Data for this task:
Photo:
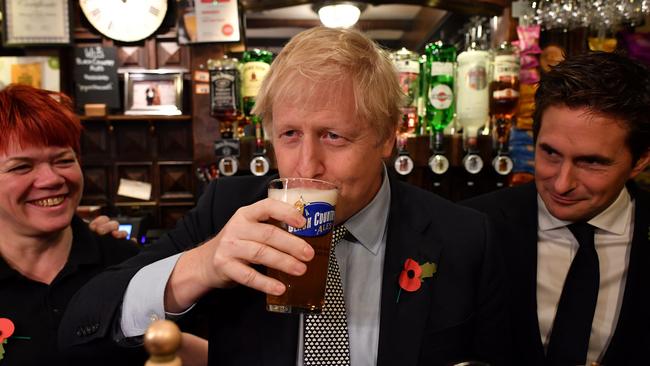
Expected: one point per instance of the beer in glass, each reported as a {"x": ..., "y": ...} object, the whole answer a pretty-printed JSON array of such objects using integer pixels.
[{"x": 316, "y": 200}]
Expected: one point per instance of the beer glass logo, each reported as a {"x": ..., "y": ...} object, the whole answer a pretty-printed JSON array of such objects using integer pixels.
[{"x": 319, "y": 216}]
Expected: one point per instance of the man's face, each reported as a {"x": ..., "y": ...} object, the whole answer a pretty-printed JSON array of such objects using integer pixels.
[
  {"x": 40, "y": 189},
  {"x": 581, "y": 162},
  {"x": 321, "y": 139}
]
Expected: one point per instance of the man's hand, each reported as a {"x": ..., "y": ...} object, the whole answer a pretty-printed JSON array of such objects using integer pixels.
[
  {"x": 103, "y": 225},
  {"x": 226, "y": 259}
]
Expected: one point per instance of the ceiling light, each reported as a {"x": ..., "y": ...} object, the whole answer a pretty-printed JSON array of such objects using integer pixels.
[{"x": 339, "y": 14}]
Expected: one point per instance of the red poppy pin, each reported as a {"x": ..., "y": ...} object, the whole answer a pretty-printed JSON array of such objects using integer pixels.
[
  {"x": 6, "y": 330},
  {"x": 413, "y": 274}
]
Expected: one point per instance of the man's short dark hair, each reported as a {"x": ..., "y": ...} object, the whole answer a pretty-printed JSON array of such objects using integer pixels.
[{"x": 610, "y": 84}]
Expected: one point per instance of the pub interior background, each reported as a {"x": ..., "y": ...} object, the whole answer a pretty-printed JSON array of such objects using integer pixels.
[{"x": 164, "y": 88}]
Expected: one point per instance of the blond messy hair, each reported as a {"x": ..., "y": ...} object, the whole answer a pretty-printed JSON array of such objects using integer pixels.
[{"x": 329, "y": 58}]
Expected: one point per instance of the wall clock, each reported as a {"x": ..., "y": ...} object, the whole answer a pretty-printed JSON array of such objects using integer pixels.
[{"x": 125, "y": 20}]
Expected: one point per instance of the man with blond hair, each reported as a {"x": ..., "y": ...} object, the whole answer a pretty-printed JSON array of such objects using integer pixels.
[{"x": 330, "y": 104}]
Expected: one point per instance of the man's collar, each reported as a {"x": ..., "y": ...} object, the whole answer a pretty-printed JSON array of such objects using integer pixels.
[
  {"x": 614, "y": 219},
  {"x": 369, "y": 224}
]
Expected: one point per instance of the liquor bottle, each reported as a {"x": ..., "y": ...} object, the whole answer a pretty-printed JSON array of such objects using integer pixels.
[
  {"x": 408, "y": 69},
  {"x": 472, "y": 100},
  {"x": 440, "y": 83},
  {"x": 256, "y": 64},
  {"x": 225, "y": 93},
  {"x": 422, "y": 127},
  {"x": 504, "y": 87},
  {"x": 504, "y": 96},
  {"x": 472, "y": 93}
]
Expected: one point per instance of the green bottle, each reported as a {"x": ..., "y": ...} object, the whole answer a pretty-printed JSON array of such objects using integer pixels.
[
  {"x": 256, "y": 64},
  {"x": 440, "y": 101}
]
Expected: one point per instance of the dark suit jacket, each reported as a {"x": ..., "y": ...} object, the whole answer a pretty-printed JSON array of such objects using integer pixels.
[
  {"x": 456, "y": 315},
  {"x": 514, "y": 214}
]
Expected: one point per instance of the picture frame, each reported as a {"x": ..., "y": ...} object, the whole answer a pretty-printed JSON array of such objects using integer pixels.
[
  {"x": 153, "y": 92},
  {"x": 43, "y": 22}
]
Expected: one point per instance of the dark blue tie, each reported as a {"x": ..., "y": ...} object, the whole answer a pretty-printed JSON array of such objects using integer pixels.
[{"x": 569, "y": 341}]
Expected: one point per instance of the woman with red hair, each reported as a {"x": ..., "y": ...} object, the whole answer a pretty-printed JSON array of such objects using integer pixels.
[{"x": 46, "y": 251}]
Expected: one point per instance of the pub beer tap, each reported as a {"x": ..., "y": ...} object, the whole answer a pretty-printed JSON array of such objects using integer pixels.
[
  {"x": 260, "y": 163},
  {"x": 403, "y": 162}
]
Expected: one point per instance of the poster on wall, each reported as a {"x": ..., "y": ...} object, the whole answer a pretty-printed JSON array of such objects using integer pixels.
[
  {"x": 36, "y": 22},
  {"x": 39, "y": 72},
  {"x": 208, "y": 21},
  {"x": 95, "y": 76}
]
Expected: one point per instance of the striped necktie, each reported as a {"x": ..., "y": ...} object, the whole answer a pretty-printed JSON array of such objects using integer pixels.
[{"x": 326, "y": 334}]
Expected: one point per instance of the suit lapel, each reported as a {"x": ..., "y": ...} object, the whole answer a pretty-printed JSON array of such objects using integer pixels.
[
  {"x": 401, "y": 327},
  {"x": 636, "y": 300},
  {"x": 520, "y": 219}
]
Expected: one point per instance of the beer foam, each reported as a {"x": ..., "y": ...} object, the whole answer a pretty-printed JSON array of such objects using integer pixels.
[{"x": 293, "y": 195}]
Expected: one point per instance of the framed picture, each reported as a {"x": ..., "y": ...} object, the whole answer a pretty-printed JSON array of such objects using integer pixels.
[
  {"x": 156, "y": 92},
  {"x": 42, "y": 22},
  {"x": 208, "y": 21}
]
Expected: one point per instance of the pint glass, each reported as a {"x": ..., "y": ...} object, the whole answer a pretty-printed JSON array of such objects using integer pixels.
[{"x": 316, "y": 200}]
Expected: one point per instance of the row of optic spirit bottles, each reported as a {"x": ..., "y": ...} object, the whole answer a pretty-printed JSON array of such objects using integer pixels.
[{"x": 476, "y": 90}]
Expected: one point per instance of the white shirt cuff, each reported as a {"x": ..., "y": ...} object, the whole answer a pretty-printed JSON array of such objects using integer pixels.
[{"x": 144, "y": 300}]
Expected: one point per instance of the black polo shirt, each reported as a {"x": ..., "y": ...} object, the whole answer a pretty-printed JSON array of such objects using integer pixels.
[{"x": 36, "y": 308}]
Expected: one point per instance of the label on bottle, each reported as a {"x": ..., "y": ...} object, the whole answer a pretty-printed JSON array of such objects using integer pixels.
[
  {"x": 319, "y": 216},
  {"x": 507, "y": 93},
  {"x": 253, "y": 74},
  {"x": 442, "y": 68},
  {"x": 407, "y": 66},
  {"x": 476, "y": 77},
  {"x": 506, "y": 67},
  {"x": 224, "y": 90},
  {"x": 441, "y": 96}
]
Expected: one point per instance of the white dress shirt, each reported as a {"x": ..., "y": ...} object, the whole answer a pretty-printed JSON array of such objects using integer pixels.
[{"x": 555, "y": 251}]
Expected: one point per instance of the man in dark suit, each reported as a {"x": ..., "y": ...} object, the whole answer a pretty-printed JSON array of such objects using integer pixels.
[
  {"x": 330, "y": 104},
  {"x": 578, "y": 301}
]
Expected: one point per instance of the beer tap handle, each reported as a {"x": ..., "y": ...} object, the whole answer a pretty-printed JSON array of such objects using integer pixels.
[{"x": 162, "y": 340}]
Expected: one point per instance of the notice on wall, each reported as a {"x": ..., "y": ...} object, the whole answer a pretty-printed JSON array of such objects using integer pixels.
[
  {"x": 217, "y": 21},
  {"x": 95, "y": 76}
]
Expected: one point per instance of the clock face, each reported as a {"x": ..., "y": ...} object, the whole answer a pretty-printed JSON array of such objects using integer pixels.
[{"x": 125, "y": 20}]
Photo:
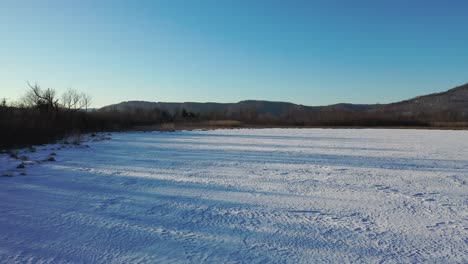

Do this: How many lines in the data above contain the string "hair"? Reply with the number alone.

Answer for the task: 4